◆ **Task brief**: Rewrite all of the records below, changing every occurrence of "woman's" to "person's" and leaving everything else unchanged. Omit the pictures from your answer.

◆ **Provided data**:
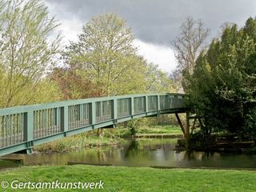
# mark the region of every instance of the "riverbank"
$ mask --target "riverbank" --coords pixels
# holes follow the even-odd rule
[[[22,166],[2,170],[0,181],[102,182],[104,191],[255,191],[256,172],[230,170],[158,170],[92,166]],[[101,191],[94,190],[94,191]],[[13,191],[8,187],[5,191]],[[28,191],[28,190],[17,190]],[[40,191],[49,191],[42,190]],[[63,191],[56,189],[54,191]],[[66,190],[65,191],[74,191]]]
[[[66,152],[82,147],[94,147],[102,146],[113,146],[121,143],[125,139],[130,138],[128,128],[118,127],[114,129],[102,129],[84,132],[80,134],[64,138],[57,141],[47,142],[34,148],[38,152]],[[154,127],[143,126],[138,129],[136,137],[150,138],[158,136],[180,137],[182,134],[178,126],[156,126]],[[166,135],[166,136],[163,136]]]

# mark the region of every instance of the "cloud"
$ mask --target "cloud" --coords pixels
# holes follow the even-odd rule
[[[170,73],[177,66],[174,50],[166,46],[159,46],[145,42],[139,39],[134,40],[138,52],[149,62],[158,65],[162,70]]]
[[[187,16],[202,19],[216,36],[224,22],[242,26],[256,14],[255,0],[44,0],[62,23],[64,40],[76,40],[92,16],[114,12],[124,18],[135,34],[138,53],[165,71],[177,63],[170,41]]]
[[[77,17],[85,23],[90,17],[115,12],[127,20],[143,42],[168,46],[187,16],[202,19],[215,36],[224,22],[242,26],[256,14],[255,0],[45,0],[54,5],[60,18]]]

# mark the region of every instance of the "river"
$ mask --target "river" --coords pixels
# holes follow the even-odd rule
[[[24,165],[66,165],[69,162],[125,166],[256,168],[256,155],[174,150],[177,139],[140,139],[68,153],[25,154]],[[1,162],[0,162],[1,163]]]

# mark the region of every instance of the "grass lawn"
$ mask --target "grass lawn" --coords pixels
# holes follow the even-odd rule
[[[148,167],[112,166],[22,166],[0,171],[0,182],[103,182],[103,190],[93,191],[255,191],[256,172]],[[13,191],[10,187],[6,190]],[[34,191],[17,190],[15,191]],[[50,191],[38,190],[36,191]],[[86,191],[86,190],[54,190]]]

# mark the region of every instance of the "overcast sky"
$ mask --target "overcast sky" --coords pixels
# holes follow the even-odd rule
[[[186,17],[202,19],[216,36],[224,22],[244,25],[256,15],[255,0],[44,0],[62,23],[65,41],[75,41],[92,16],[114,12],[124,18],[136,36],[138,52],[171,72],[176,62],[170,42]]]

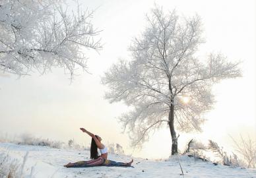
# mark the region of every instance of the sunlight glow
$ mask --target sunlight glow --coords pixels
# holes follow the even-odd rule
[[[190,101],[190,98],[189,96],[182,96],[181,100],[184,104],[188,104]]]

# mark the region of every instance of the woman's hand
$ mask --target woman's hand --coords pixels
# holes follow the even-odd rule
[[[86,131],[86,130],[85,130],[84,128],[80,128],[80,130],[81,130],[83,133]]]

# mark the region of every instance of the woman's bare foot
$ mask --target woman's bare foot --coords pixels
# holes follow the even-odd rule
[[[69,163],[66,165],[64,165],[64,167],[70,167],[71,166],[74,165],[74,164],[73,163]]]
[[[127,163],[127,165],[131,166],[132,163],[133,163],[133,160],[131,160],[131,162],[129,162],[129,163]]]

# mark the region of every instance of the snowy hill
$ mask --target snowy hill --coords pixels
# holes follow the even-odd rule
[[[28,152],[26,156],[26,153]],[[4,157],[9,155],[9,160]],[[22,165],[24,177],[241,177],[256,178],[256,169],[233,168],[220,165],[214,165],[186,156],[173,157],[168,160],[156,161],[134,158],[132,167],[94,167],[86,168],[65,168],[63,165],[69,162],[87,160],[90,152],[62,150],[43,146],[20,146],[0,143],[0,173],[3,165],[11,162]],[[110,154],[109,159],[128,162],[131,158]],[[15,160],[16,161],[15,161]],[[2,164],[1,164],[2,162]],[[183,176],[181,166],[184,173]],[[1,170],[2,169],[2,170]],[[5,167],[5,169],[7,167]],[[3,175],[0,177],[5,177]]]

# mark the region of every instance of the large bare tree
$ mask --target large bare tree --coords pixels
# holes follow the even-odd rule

◆ **Correct answer**:
# mark the region of every instance of the "riverbank"
$ mask --target "riverbank" --coords pixels
# holes follow the even-odd rule
[[[22,166],[2,170],[0,181],[102,182],[104,191],[255,191],[256,172],[230,170],[158,170],[92,166]],[[101,191],[94,190],[94,191]],[[13,191],[8,187],[5,191]],[[28,191],[28,190],[17,190]],[[40,191],[49,191],[42,190]],[[63,191],[56,189],[54,191]],[[66,190],[65,191],[74,191]]]
[[[66,152],[82,147],[94,147],[102,146],[113,146],[121,143],[125,139],[130,138],[128,128],[118,127],[114,129],[102,129],[84,132],[80,134],[64,138],[57,141],[47,142],[34,148],[38,152]],[[154,127],[143,126],[138,129],[136,137],[150,138],[158,136],[180,137],[182,134],[178,126],[156,126]],[[166,135],[166,136],[163,136]]]

# mark the region of every instance of the "cloud"
$ mask --target "cloud" --coords pixels
# holes follow the even-odd rule
[[[170,73],[177,66],[174,50],[166,46],[159,46],[145,42],[139,39],[134,40],[138,52],[149,62],[158,65],[162,70]]]
[[[187,16],[202,19],[216,36],[224,22],[242,26],[256,14],[255,0],[44,0],[62,23],[64,40],[76,40],[92,16],[114,12],[124,18],[135,34],[138,53],[165,71],[177,63],[170,41]]]
[[[77,17],[85,23],[90,17],[115,12],[127,20],[143,42],[168,46],[187,16],[202,19],[215,36],[224,22],[242,26],[256,14],[255,0],[45,0],[54,5],[60,18]]]

# mark the region of every instance of the "river"
$ mask --target "river" --coords pixels
# holes follow the even-odd rule
[[[24,165],[66,165],[69,162],[125,166],[256,168],[256,155],[174,150],[177,139],[140,139],[68,153],[25,154]],[[1,162],[0,162],[1,163]]]

# mark the region of every instance of the "grass lawn"
$ mask --target "grass lawn" --coords pixels
# holes follow the even-odd rule
[[[148,167],[112,166],[22,166],[0,171],[0,182],[103,182],[103,190],[93,191],[255,191],[256,172]],[[13,191],[10,187],[6,190]],[[34,191],[17,190],[15,191]],[[50,191],[38,190],[36,191]],[[86,191],[86,190],[54,190]]]

# mark the region of every instance of the "overcast sky"
$ mask --target "overcast sky" --coords pixels
# holes follow the even-odd rule
[[[186,17],[202,19],[216,36],[224,22],[244,25],[256,15],[255,0],[44,0],[62,23],[65,41],[75,41],[92,16],[114,12],[124,18],[136,36],[138,52],[171,72],[176,62],[170,42]]]

# mark the region of every instance of the sunlight glow
$ mask --target sunlight glow --coords pixels
# holes follow the even-odd rule
[[[190,101],[190,98],[189,96],[182,96],[181,100],[184,104],[188,104]]]

# mark the region of every instance of the person's hand
$ mask --target person's hand --coords pixels
# holes follow the even-odd rule
[[[86,131],[86,130],[85,130],[84,128],[80,128],[80,130],[81,130],[83,133]]]

# mark the region of every instance of the person's bare foot
$ mask --target person's bare foot --coords pixels
# holes follow the even-odd rule
[[[69,163],[66,165],[64,165],[64,167],[70,167],[71,166],[74,165],[74,164],[73,163]]]
[[[127,163],[127,165],[131,166],[132,163],[133,163],[133,160],[131,160],[131,162],[129,162],[129,163]]]

# mark the region of every instance of the snowy hill
$ mask --target snowy hill --coords pixels
# holes follow the even-odd rule
[[[28,152],[26,156],[26,153]],[[4,157],[9,155],[9,160]],[[22,165],[24,177],[241,177],[256,178],[256,169],[233,168],[220,165],[214,165],[186,156],[173,157],[168,160],[156,161],[134,158],[132,167],[94,167],[86,168],[65,168],[63,165],[69,162],[87,160],[90,152],[62,150],[43,146],[20,146],[0,143],[0,173],[3,165],[11,162]],[[110,154],[109,159],[128,162],[131,158]],[[15,160],[16,161],[15,161]],[[2,164],[1,164],[2,162]],[[183,176],[181,166],[184,173]],[[1,170],[2,169],[2,170]],[[5,167],[5,169],[7,167]],[[3,175],[0,177],[5,177]]]

# mark the region of every instance of the large bare tree
$ mask --target large bare tree --coords pixels
# holes follow the even-odd rule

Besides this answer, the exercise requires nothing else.